— Document excerpt —
···

When we don’t have a deep knowledge of common human emotions, we may pathologize normal experiences. Feeling uncomfortable in a room of new people is incredibly common. It is not, however, social anxiety, Marks says. Online and social media content created by non-professionals may paint anxiety with broad strokes, leading viewers to self-diagnose as having an anxiety disorder. “Even if you do have anxiety, it doesn’t necessarily mean that you have an anxiety disorder,” says psychologist Juli Fraga. What’s often at the root of situational anxiety — like feeling anxious in social scenarios — may be relational trauma dating back to unhealthy social interactions during childhood, Fraga says.
What’s lost when every experience is “anxiety”
Labeling yourself as an anxious person, even if you do have a diagnosis, can make it more difficult to overcome your emotions. If anxiety is so baked into how you see yourself, you could use it as a crutch or an excuse to avoid social situations, new experiences, or other potentially enriching events. “As soon as you attribute some sort of noun label to yourself — I’m an anxious person or anxiety is who I am,” Haslam says, “people tend to infer that they’ve got something deep-seated and lasting and a reason not to engage with the world.”
Avoidance is generally the wrong way to address anxiety, Haslam says. Believing you have social anxiety, for example, may lead you to isolate, which only entrenches the anxiety. Avoidance may offer temporary relief, but doesn’t offer a long-term solution.

···

— Extracted entries —
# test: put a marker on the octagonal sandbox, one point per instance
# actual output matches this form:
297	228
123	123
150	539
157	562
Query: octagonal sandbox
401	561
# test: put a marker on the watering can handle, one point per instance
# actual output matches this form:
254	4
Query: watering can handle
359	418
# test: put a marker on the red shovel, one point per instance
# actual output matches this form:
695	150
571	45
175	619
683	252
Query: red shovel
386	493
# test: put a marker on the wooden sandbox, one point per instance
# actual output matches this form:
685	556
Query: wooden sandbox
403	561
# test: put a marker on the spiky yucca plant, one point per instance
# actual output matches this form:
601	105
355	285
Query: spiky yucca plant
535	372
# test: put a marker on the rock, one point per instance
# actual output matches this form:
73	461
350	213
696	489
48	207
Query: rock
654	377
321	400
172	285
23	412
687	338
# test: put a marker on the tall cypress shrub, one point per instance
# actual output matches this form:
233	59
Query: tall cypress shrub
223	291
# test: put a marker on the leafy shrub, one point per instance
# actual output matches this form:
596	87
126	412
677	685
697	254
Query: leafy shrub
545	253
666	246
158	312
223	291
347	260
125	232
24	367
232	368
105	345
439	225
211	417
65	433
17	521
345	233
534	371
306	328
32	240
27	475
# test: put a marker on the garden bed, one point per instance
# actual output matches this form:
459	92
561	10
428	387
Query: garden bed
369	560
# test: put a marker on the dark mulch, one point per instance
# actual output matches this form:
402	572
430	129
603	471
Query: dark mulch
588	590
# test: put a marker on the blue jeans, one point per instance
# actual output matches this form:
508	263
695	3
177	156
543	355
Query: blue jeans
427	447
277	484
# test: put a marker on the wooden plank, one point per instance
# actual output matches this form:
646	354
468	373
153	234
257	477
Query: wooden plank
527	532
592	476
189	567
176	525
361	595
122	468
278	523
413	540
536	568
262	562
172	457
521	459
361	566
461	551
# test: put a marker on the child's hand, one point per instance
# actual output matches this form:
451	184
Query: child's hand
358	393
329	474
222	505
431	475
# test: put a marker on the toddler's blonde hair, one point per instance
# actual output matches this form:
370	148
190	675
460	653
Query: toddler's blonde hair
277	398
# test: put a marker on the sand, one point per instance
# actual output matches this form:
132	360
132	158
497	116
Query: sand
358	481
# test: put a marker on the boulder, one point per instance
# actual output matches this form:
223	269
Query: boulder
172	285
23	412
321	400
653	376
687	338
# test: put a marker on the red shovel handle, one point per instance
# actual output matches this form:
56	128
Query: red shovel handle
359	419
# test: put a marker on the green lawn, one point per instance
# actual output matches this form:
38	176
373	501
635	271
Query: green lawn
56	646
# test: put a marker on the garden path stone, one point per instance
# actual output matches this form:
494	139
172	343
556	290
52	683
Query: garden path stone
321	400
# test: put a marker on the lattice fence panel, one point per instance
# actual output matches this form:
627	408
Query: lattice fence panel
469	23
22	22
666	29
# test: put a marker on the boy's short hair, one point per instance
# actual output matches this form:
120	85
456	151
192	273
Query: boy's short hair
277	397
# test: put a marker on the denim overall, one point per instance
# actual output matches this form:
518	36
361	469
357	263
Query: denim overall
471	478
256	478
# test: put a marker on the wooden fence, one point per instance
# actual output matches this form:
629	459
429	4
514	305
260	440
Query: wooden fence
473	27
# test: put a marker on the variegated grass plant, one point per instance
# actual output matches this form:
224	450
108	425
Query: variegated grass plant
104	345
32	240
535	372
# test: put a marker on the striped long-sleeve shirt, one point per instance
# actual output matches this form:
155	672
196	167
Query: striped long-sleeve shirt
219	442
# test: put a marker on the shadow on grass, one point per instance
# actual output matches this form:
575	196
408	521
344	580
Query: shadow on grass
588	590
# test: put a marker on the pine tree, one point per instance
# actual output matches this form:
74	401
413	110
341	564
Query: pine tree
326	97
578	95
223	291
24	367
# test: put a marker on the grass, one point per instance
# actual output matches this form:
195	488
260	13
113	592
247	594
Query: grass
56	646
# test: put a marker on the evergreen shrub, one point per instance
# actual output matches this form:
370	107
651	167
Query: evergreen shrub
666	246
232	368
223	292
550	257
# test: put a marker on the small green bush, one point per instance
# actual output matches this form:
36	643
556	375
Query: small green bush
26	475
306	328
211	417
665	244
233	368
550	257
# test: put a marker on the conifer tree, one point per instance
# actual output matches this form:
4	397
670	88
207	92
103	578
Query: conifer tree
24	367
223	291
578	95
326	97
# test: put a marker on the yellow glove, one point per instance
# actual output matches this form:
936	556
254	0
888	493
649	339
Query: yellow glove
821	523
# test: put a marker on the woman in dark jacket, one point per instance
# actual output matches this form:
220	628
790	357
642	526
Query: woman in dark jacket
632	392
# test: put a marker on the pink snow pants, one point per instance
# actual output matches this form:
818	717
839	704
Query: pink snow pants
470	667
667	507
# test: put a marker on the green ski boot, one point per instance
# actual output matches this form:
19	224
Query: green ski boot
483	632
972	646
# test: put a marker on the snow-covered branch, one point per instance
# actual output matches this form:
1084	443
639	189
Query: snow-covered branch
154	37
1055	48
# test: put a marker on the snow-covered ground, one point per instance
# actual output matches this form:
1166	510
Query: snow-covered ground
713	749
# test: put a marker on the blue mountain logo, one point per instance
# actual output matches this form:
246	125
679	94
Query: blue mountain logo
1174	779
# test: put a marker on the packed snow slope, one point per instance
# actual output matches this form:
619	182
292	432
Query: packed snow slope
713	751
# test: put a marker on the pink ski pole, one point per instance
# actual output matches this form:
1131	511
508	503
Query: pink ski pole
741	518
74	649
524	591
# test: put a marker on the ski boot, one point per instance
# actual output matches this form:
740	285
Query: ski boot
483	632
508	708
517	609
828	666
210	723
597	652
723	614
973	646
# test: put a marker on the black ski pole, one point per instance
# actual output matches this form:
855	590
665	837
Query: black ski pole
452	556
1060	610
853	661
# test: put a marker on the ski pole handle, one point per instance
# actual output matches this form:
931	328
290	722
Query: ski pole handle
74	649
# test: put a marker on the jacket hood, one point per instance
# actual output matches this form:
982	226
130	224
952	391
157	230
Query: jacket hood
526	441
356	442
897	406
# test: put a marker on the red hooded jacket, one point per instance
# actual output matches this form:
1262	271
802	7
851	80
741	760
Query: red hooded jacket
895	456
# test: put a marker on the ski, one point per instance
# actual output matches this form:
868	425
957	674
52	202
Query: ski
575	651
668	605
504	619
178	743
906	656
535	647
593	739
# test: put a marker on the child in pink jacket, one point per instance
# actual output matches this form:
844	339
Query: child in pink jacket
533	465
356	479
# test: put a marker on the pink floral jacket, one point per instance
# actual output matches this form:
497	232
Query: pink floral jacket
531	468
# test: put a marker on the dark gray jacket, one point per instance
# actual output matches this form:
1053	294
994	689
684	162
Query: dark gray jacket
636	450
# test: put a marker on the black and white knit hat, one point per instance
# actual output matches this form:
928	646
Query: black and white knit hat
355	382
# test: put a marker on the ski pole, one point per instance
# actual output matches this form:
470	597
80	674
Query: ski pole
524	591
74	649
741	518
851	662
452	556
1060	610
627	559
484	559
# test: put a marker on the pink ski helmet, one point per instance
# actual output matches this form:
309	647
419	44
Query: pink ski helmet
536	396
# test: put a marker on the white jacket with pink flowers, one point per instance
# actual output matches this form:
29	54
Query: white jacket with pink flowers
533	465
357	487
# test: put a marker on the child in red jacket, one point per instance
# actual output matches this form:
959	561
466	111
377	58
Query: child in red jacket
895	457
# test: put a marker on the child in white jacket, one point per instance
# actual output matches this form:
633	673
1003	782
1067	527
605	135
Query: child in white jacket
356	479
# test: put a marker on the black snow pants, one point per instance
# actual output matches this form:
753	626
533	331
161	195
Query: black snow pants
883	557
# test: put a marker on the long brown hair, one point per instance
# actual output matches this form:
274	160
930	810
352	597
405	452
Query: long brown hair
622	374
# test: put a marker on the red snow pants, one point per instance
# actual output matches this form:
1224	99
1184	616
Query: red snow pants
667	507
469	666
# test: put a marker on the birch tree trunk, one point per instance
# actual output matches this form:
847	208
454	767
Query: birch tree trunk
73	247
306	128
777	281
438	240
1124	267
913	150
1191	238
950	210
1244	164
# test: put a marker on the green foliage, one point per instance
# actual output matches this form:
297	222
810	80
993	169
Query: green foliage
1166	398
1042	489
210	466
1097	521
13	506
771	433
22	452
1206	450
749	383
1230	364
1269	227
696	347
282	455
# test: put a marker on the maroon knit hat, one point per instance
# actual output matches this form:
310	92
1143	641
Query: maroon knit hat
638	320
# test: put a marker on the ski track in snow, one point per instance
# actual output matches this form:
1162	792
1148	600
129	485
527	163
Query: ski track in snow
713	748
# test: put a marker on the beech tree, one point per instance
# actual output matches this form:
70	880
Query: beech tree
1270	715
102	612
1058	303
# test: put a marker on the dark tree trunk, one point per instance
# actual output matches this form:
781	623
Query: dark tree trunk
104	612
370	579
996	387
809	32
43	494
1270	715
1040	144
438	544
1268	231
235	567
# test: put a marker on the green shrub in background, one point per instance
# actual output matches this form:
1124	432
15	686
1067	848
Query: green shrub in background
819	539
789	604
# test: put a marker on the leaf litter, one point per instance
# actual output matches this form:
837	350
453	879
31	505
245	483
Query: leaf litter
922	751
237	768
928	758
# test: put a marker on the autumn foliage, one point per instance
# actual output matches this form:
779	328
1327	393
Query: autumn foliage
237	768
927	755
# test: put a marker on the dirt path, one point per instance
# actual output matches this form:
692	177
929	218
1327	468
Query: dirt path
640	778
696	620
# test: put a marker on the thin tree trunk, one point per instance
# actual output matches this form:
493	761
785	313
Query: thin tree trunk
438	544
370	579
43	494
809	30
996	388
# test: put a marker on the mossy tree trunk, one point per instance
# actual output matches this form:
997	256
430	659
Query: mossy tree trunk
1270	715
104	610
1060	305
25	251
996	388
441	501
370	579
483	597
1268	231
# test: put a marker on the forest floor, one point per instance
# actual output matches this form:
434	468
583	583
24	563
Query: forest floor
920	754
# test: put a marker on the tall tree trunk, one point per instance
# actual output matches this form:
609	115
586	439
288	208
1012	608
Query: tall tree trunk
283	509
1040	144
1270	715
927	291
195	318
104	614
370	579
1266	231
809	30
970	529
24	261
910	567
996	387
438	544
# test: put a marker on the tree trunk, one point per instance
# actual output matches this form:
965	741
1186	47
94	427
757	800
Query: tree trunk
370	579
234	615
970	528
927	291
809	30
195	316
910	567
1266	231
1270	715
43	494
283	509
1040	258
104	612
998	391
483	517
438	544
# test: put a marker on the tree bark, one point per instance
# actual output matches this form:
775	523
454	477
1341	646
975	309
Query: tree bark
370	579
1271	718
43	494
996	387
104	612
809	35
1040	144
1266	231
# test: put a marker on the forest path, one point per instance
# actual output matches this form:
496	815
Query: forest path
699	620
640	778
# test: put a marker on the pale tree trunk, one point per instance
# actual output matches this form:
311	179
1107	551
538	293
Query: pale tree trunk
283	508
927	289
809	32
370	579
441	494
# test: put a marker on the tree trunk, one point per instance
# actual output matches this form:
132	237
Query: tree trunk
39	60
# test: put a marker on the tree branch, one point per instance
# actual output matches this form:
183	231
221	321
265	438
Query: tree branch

···

— Required action A —
Rewrite the passage of the anxiety article starting at "Labeling yourself as" and ending at "a long-term solution.", putting "Withdrawal" in place of "Avoidance".
— Required action B —
Answer these questions from the anxiety article:
(i) According to Fraga, what may be at the root of situational anxiety?
(ii) What may believing you have social anxiety lead you to do?
(iii) What content may paint anxiety with broad strokes?
— Required action C —
Say whether each statement agrees with the anxiety article, and quote the words that decide it:
(i) Marks calls feeling uncomfortable in a room of new people social anxiety.
(ii) Haslam says avoidance is generally the wrong way to address anxiety.
(iii) Avoidance offers a long-term solution.

— Task answer A —
Labeling yourself as an anxious person, even if you do have a diagnosis, can make it more difficult to overcome your emotions. If anxiety is so baked into how you see yourself, you could use it as a crutch or an excuse to avoid social situations, new experiences, or other potentially enriching events. “As soon as you attribute some sort of noun label to yourself — I’m an anxious person or anxiety is who I am,” Haslam says, “people tend to infer that they’ve got something deep-seated and lasting and a reason not to engage with the world.”
Withdrawal is generally the wrong way to address anxiety, Haslam says. Believing you have social anxiety, for example, may lead you to isolate, which only entrenches the anxiety. Withdrawal may offer temporary relief, but doesn’t offer a long-term solution.

— Task answer B —
(i) Relational trauma dating back to unhealthy social interactions during childhood.
(ii) Isolate, which only entrenches the anxiety.
(iii) Online and social media content created by non-professionals.

— Task answer C —
(i) No: "It is not, however, social anxiety, Marks says."
(ii) Yes: "Avoidance is generally the wrong way to address anxiety, Haslam says."
(iii) No: "Avoidance may offer temporary relief, but doesn’t offer a long-term solution."